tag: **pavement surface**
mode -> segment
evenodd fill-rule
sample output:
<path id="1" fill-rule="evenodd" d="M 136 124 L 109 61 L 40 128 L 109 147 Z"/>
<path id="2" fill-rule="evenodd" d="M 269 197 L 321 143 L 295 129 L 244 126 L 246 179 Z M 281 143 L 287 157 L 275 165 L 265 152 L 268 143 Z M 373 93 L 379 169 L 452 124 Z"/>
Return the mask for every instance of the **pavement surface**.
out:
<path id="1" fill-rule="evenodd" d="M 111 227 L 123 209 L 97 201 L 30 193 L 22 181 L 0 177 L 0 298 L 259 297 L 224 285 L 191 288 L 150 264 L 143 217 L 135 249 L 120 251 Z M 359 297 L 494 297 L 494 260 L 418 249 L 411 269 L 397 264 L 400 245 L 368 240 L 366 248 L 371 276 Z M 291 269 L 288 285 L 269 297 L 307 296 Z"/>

--------

== Directions for this task ==
Above are the records; retype every one exactly.

== The answer ==
tag: **pavement surface**
mode -> segment
evenodd fill-rule
sample output:
<path id="1" fill-rule="evenodd" d="M 136 124 L 109 61 L 40 128 L 109 147 Z"/>
<path id="2" fill-rule="evenodd" d="M 269 197 L 321 143 L 295 129 L 244 126 L 246 179 Z M 281 143 L 287 157 L 275 165 L 265 152 L 268 143 Z M 373 93 L 379 169 L 452 124 Z"/>
Return the mask for every instance of the **pavement surface**.
out:
<path id="1" fill-rule="evenodd" d="M 111 227 L 123 209 L 97 201 L 30 193 L 22 181 L 0 177 L 0 298 L 259 297 L 224 285 L 191 288 L 150 264 L 143 217 L 135 249 L 120 251 Z M 359 297 L 494 297 L 494 260 L 418 249 L 411 269 L 397 264 L 400 245 L 368 240 L 366 248 L 371 276 Z M 291 269 L 288 285 L 269 297 L 307 296 Z"/>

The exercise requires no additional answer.